• **TASKS FOR THIS EXERCISE**:
1: Copy the part of the South China Sea article from "In just the" to "that reserved for the Philippines.".
2: According to the South China Sea article, around which small atoll did Chinese navy ships hold military exercises in the past week?

• **SOURCE EXTRACT**:
By Eric Vandenbroeck and co-workers
Beijing is ramping up
efforts to cow neighbors such as the Philippines in the South China Sea but is
getting nowhere fast.
China has sharply ratcheted
up its harassment of other nations in the South China Sea in recent days, with
particular belligerence reserved for the Philippines.
While China’s
aggressive behavior—including chasing away fishing vessels, attacking other ships with water cannons, and
virtually smothering other countries’ vessels with a swarm of Chinese
coast guard and navy vessels—has been going on for at least a decade, Beijing’s
nonstop aggression in the South China Sea risks becoming a likelier flash point
for conflict than even the brewing great-power contest over Taiwan.
In just the past
week, the number of Chinese navy ships on station nearby doubled, expanding their harassment campaign to include
military exercises around another small atoll, Sabina Shoal, that is even
closer to the Philippines (and where Manila suspects Beijing might be trying to build another artificial
island). Chinese harassment campaigns further afield, targeting Vietnam,
Indonesia, and Malaysia, continue apace, but not with the same intensity as
that reserved for the Philippines.
What’s notable about
the latest Chinese efforts is the lengths they seem prepared to go to interfere
with routine Philippine operations. In late May, Chinese sailors in small craft
resorted to stealing
airdropped food supplies for
Philippine marines aboard the Sierra Madre, a grounded vessel that
Manila uses to physically assert its claim to Second Thomas. That same month,
China also interfered with Philippine efforts to medically evacuate a marine
from the grounded ship.
“With the
Philippines, China is stretching the toolkit of measures—they are doing things
they haven’t done to Vietnam or Malaysia,” said Collin Koh of the S. Rajaratnam
School of International Studies in Singapore. “They are stretching the toolkit
to everything short of force.”
The low-intensity
battles for control of the South China Sea, one of the world’s most important
shipping lanes and a promising source of undersea oil and gas, have been going
on for years and really picked up pace last year. Beijing claims the entirety of the
sea for itself on specious historic grounds, using its “nine-dash line” map and other artifices to lay title to tiny rocks and atolls hundreds
of miles away from the Chinese mainland. Other nations, including the
Philippines, Vietnam, Malaysia, and Indonesia, have their own robust
territorial claims that rankle Beijing’s expansive visions. For a decade, for
instance, China has tried to chase away Vietnamese drilling rigs seeking to operate in
Vietnam’s waters.

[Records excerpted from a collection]
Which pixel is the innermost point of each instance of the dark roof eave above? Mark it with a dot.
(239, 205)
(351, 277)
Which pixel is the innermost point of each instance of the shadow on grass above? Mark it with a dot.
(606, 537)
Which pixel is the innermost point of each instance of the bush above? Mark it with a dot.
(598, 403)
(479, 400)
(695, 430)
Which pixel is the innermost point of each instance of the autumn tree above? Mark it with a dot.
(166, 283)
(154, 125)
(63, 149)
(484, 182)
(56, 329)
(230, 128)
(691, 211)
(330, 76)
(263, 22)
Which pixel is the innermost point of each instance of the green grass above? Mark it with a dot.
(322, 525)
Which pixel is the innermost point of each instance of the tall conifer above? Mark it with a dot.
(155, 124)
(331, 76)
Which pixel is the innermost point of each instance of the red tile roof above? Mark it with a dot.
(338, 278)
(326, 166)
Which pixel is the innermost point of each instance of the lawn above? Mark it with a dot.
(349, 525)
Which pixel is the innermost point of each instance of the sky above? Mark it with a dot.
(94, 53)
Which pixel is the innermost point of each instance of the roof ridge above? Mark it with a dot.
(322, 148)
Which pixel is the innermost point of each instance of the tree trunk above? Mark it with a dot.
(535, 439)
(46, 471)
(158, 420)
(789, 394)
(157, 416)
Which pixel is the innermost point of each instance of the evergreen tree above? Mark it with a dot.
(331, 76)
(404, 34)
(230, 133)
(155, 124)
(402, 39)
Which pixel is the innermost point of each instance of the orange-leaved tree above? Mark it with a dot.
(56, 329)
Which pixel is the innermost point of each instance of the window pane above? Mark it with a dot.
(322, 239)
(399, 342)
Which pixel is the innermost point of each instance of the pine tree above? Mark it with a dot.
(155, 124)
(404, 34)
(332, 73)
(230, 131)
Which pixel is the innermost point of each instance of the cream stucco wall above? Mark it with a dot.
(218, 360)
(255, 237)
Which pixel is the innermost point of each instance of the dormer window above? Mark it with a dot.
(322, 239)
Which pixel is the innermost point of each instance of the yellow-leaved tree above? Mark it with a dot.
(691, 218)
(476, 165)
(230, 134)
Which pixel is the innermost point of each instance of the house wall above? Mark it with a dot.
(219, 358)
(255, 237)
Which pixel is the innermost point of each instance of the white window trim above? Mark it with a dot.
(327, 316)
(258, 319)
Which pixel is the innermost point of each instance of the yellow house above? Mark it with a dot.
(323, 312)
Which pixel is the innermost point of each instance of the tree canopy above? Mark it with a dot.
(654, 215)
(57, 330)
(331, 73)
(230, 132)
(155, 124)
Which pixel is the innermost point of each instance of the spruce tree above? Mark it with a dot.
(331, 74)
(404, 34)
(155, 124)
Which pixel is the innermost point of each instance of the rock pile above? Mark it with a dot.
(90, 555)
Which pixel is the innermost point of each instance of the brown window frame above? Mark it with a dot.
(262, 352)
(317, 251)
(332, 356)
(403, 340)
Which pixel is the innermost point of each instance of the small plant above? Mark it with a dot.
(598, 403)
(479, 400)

• **TASK SOLUTIONS**:
1:
In just the past
week, the number of Chinese navy ships on station nearby doubled, expanding their harassment campaign to include
military exercises around another small atoll, Sabina Shoal, that is even
closer to the Philippines (and where Manila suspects Beijing might be trying to build another artificial
island). Chinese harassment campaigns further afield, targeting Vietnam,
Indonesia, and Malaysia, continue apace, but not with the same intensity as
that reserved for the Philippines.

2: Sabina Shoal